Exercise: Rewrite all of the material below, swapping "Identify one point" for "Mark one point" wherever it appears and leaving everything else unchanged. Leave the pictures out of your answer.
=== Data listing ===
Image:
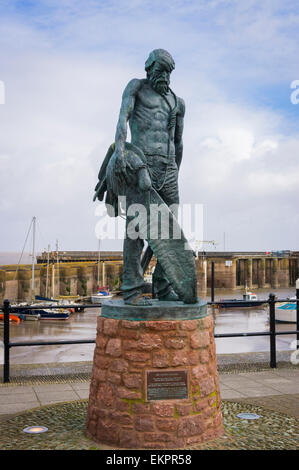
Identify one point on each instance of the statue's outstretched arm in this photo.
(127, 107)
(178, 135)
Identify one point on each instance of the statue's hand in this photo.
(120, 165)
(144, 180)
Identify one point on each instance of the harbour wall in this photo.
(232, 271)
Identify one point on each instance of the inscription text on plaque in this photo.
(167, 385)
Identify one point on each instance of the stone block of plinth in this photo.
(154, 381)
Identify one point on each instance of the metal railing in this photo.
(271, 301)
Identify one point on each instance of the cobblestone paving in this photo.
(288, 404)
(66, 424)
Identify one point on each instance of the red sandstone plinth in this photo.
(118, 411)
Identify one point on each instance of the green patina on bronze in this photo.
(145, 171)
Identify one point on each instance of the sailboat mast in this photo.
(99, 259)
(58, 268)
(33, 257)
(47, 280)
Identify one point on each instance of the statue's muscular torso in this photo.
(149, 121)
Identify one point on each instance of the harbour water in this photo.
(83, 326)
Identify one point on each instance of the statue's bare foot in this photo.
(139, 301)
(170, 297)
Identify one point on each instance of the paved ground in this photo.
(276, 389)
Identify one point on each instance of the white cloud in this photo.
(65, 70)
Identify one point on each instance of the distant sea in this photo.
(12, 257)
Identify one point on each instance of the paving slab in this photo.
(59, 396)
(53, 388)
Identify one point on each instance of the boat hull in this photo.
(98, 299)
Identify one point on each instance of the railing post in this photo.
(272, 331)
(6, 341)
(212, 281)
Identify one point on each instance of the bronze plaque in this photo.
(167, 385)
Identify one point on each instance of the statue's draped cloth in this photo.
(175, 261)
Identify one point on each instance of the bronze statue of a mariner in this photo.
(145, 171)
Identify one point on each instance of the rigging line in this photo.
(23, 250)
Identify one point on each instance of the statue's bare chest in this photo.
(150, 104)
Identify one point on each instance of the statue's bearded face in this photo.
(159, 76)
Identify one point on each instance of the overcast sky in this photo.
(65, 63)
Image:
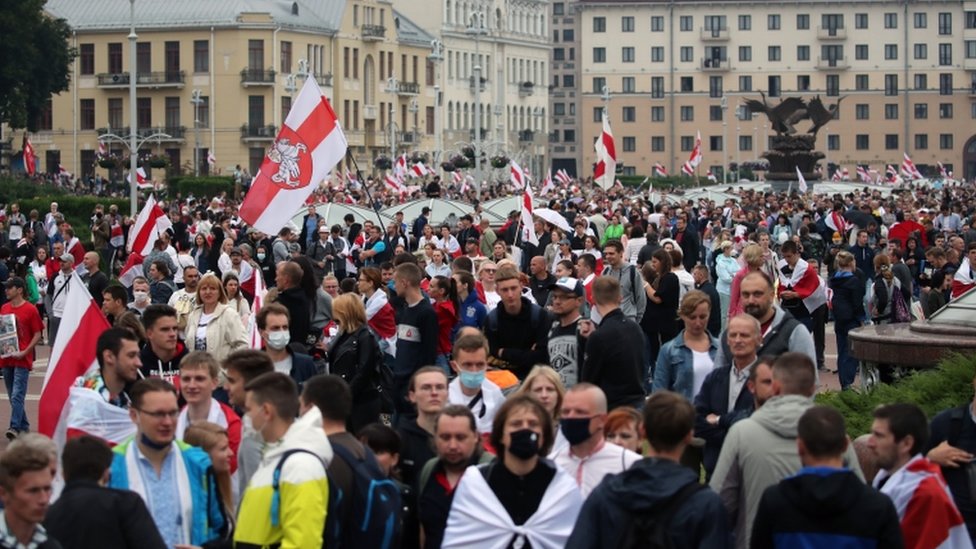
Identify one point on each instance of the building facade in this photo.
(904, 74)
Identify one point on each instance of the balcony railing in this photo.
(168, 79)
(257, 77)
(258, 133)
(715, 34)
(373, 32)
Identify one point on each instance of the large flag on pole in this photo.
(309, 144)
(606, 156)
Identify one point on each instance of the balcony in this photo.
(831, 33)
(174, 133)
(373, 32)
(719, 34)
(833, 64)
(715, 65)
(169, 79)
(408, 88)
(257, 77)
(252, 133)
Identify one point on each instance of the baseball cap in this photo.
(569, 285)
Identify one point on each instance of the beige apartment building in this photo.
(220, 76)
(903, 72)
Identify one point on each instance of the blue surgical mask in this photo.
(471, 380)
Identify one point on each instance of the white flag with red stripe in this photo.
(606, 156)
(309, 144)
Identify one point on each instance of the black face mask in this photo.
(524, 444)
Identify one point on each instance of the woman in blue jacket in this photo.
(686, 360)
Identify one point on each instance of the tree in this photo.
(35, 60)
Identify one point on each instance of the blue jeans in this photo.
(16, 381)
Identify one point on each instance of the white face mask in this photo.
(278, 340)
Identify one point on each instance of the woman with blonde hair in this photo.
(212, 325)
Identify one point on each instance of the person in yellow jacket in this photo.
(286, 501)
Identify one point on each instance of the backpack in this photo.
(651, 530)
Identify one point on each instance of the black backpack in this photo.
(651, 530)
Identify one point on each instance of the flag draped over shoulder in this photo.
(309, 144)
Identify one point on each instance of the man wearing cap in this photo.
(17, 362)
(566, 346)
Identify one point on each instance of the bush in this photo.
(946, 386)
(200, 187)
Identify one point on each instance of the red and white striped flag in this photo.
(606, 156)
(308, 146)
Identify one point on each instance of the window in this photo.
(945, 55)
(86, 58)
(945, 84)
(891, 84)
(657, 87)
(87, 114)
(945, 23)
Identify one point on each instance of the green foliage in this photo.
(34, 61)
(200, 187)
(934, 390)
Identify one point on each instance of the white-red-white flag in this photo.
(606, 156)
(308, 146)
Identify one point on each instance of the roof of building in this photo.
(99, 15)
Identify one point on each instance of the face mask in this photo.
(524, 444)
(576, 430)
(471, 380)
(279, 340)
===
Written response:
Image:
Mark one point on each instance of the statue's outstretched arm in this photo.
(127, 107)
(178, 135)
Mark one point on each instance of the statue's hand in this photo.
(120, 165)
(144, 180)
Mark one point on each instance of the harbour wall in this photo.
(232, 271)
Mark one point on each instance of the inscription text on plaque in this photo.
(167, 385)
Mark one point on each instance of the stone block of plinth in this photo.
(154, 381)
Mark one point on each instance of the metal railing in this photo.
(271, 301)
Mark one point on each instance of the cobblestone paving in this photo.
(288, 404)
(66, 424)
Mark one point on each instance of the red sandstone plinth in this photo.
(118, 411)
Mark one point on each instance of the green patina on bronze in this photo.
(145, 171)
Mark one point on each instance of the sailboat mast in this photo.
(99, 259)
(58, 268)
(33, 257)
(47, 280)
Mark one point on each instance of the statue's muscular torso in this photo.
(149, 121)
Mark one point on each instance of the harbour water in this photo.
(83, 326)
Mark one point on each instance of the statue's bare foot in this photo.
(139, 301)
(170, 297)
Mark one point on each instance of the paved ground in this photo.
(276, 389)
Mark one point on each instance of the white cloud in this photo.
(65, 70)
Mark one point on each instance of the distant sea in this photo.
(12, 257)
Mark one point on each instance of the paving slab in this photo.
(59, 396)
(53, 388)
Mark one point on each instance of the boat hull in this photo.
(98, 299)
Mark one point on each instance of the railing post in this photo.
(272, 331)
(6, 341)
(212, 281)
Mark one point on each instance of the bronze plaque in this photo.
(167, 385)
Mark one point on each instance of the statue's draped cloth in this photo.
(175, 261)
Mark one point on each instance of the bronze statue of a mariner in this photo.
(145, 171)
Mark one point on each instance of the rigging line in this photo.
(23, 250)
Mark one point on each instance of the statue's bare chest in this photo.
(150, 104)
Mark one point on each instance of the statue's bearded face in this photo.
(159, 76)
Mark one point on each instance of the overcast sky in this photo.
(65, 63)
Image:
Mark one point on each instance of the building facade in this photo.
(904, 74)
Mark one point on each instance of the balcony railing in this photo.
(168, 79)
(257, 77)
(258, 133)
(715, 34)
(373, 32)
Mark one point on each instance of the large flag on pole in this photo.
(309, 144)
(606, 156)
Mark one point on each instance of the balcony in this photo.
(831, 33)
(174, 133)
(373, 32)
(719, 34)
(833, 64)
(715, 65)
(169, 79)
(408, 88)
(257, 77)
(252, 133)
Mark one point on each instance of the baseball cap in this photo.
(569, 285)
Mark one point on each instance of the beige apartment building in this photo.
(220, 76)
(903, 72)
Mark one point on each instance of the blue surgical mask in this photo.
(471, 380)
Mark one point on each instance of the white flag with red stripe in this photo.
(606, 156)
(309, 144)
Mark one point on each instance of the black face mask in this photo.
(524, 444)
Mark one point on each instance of the woman in blue jacket in this photo.
(686, 360)
Mark one point on each instance of the tree in this photo.
(35, 60)
Mark one point on each instance of the blue jeans in this photo.
(16, 381)
Mark one point on each instance of the white face mask in this photo.
(278, 340)
Mark one point on each instance of the woman with blonde hair in this photo.
(212, 325)
Mark one point on each instance of the person in yellow jacket in this photo.
(286, 501)
Mark one point on each instance of the backpack in this photo.
(651, 530)
Mark one point on each instance of the black backpack in this photo.
(651, 530)
Mark one point on each instance of the flag draped over shoulder in this photo.
(309, 144)
Mark one point on each instance of the man wearing cap in this photo.
(17, 362)
(566, 346)
Mark one point on each instance of the bush in this photo.
(946, 386)
(200, 187)
Mark one point on each instance of the red and white striped flag in this photo.
(606, 156)
(308, 146)
Mark one point on each instance of the window in this photo.
(945, 55)
(86, 58)
(945, 84)
(891, 84)
(657, 87)
(87, 114)
(945, 23)
Mark one point on each instance of the green foliage in this photo.
(34, 61)
(200, 187)
(934, 390)
Mark one point on each instance of the white-red-white flag in this photo.
(606, 156)
(308, 146)
Mark one point on each instance of the roof of building in this photo.
(99, 15)
Mark one point on each instance of the face mask in this photo.
(524, 444)
(576, 430)
(471, 380)
(279, 340)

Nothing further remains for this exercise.